### Written exercise 1
Decide whether each of statements (a), (b), and (c) agrees with the excerpt on musicians' finances. Answer yes or no for each, and quote the words of the excerpt that settle it. (a) According to the excerpt, streaming pays artists adequately. (b) NME chaired a panel at the Featured Artist Coalition's 2023 End of Year Party. (c) Murray Matravers is identified as the frontman of the band formerly known as Easy Life.

### Excerpt
▼▼▼

The biting financial reality is affecting countless new musicians and bands, with Another Sky telling NME this week that the changing industry model, paired with factors including the cost of living crisis and Brexit, are making it increasingly hard to get by. 

“Most artists, maybe not the ones you see doing really well, but we rely on cheap ways of living – from small places in London, sub-letting rooms, too many people in a house, those kinds of situations,” said the band’s singer Catrin Vincent. 

“It’s really hard to sustain yourself as an artist. You rely on cheap ways of living because you don’t get paid properly. Streaming doesn’t pay, TikTok has had a major impact on the music industry, there’s too much.” 

Expanding on the effect of TikTok, Vincent added: “It caters to a specific type of artist where if you have the time, a lovely house and the right equipment then you can make these pro videos. It’s hard as a musician to also be a content creator. It’s another massive job that you’re not being paid for. If I work full-time then come home and do TikTok instead of sitting with myself as an artist just feels wrong.” 

NME chaired an artist-led ‘Year in Music’ panel at the Featured Artist Coalition’s (FAC) 2023 End of Year Party, where a number of musicians spoke about these same challenges. Murray Matravers, the frontman of the band formerly known as Easy Life, pointed out that the royalties that artists receive from streaming platforms is also severely hurting musicians’ income.

▲▲▲

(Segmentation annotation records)
▼▼▼

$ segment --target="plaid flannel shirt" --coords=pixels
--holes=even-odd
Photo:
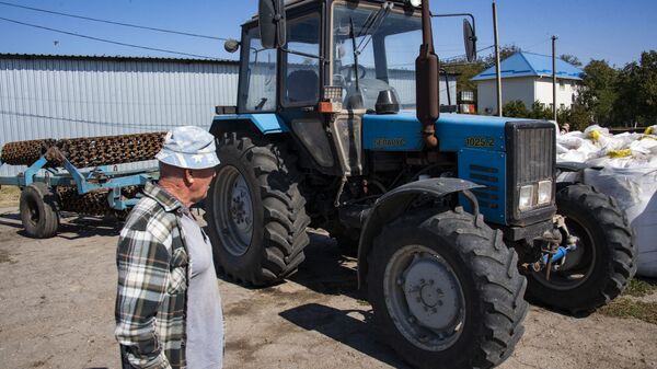
[[[154,184],[132,208],[118,239],[115,335],[135,368],[183,369],[188,255],[183,205]]]

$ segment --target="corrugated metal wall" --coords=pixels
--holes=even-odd
[[[180,125],[208,128],[216,105],[237,103],[238,70],[230,61],[0,56],[0,147]],[[22,170],[3,165],[0,175]]]

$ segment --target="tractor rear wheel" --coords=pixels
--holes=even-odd
[[[253,286],[280,281],[297,270],[309,243],[295,158],[283,145],[235,132],[219,139],[217,154],[206,200],[217,273]]]
[[[41,182],[33,183],[21,192],[19,204],[25,233],[34,239],[49,239],[59,228],[57,195]]]
[[[518,256],[461,208],[384,227],[368,258],[368,295],[385,341],[417,368],[489,368],[522,336]]]
[[[593,311],[619,296],[636,273],[636,247],[623,211],[609,196],[575,184],[556,193],[557,214],[579,239],[564,264],[546,278],[530,272],[527,298],[573,314]]]

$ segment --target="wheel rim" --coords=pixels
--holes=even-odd
[[[383,277],[385,305],[400,333],[430,351],[450,347],[465,321],[465,300],[452,267],[434,250],[397,250]]]
[[[550,280],[545,278],[545,270],[533,272],[537,280],[557,290],[569,290],[579,287],[588,280],[596,266],[596,247],[592,234],[574,218],[566,218],[566,227],[570,235],[578,239],[577,250],[566,255],[563,268],[550,273]]]
[[[246,180],[237,168],[223,166],[217,173],[214,195],[221,244],[232,255],[242,256],[253,237],[253,201]]]
[[[38,211],[38,205],[34,198],[26,199],[27,205],[27,221],[32,226],[38,224],[38,220],[41,219],[41,212]]]

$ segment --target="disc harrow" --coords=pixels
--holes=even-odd
[[[58,151],[77,168],[132,163],[154,159],[162,148],[164,135],[147,132],[9,142],[2,148],[0,160],[11,165],[31,165],[42,155]],[[48,166],[61,166],[61,155],[46,155]]]

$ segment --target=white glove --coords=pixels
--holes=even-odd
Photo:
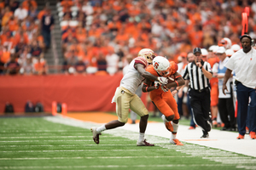
[[[159,82],[157,82],[157,81],[154,81],[154,88],[155,88],[156,89],[158,89],[159,87],[160,86],[160,83]]]
[[[161,88],[164,92],[168,92],[169,88],[166,88],[166,86],[161,86]]]
[[[168,84],[168,79],[165,76],[158,76],[157,80],[160,84]]]

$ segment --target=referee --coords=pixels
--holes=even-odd
[[[200,48],[193,49],[195,60],[188,64],[183,73],[183,79],[189,81],[189,95],[194,122],[203,130],[201,138],[208,138],[211,131],[210,120],[210,88],[209,80],[212,77],[211,65],[201,60]]]

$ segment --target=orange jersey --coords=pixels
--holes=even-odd
[[[173,61],[171,61],[171,62],[172,62],[171,68],[172,67],[172,74],[174,74],[177,71],[177,70],[175,71],[175,68],[177,67],[177,65]],[[171,62],[170,62],[170,64],[171,64]],[[148,66],[146,71],[156,76],[159,76],[158,73],[154,71],[154,66],[152,65]],[[154,82],[152,82],[152,84]],[[160,87],[158,89],[154,89],[154,90],[151,91],[149,93],[149,96],[150,96],[151,100],[156,105],[156,107],[166,116],[170,116],[172,115],[174,115],[174,120],[178,120],[180,118],[179,114],[177,112],[177,105],[176,100],[173,98],[170,90],[168,92],[165,93]]]

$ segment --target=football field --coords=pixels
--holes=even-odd
[[[150,123],[146,139],[154,147],[136,145],[138,124],[103,132],[99,144],[90,130],[98,124],[69,117],[1,118],[0,125],[0,169],[256,169],[255,156],[192,139],[170,144],[149,134]]]

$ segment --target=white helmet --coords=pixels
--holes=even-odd
[[[223,46],[226,49],[230,49],[232,46],[232,42],[231,40],[228,37],[224,37],[222,38],[218,42],[218,46]]]
[[[227,49],[225,53],[228,57],[231,57],[231,55],[234,54],[234,51],[232,49]]]
[[[210,48],[209,48],[209,51],[211,52],[213,52],[216,48],[218,48],[218,45],[212,45]]]
[[[238,44],[234,44],[232,45],[231,49],[233,49],[233,51],[236,53],[236,51],[241,49],[241,47]]]
[[[170,62],[165,57],[156,56],[153,60],[153,66],[154,71],[161,76],[169,76],[171,74]]]
[[[201,48],[201,52],[202,56],[208,55],[208,51],[206,48]]]
[[[155,54],[152,49],[143,48],[139,51],[137,56],[145,58],[148,65],[151,65],[153,59],[155,57]]]

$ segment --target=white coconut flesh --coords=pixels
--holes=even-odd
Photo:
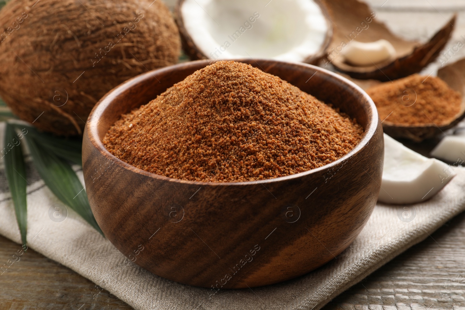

▲▲▲

### Written exercise 2
Collect every line of the rows above that contains the string "white". Matching is case-sensitive.

### Task answer 1
(a) No: "Streaming doesn’t pay"
(b) Yes: "NME chaired an artist-led ‘Year in Music’ panel at the Featured Artist Coalition’s (FAC) 2023 End of Year Party"
(c) Yes: "Murray Matravers, the frontman of the band formerly known as Easy Life"

### Task answer 2
$ segment --target=white glove --coords=pixels
$ segment --target=white helmet --coords=pixels
$ segment --target=white coconut flesh --coords=pixels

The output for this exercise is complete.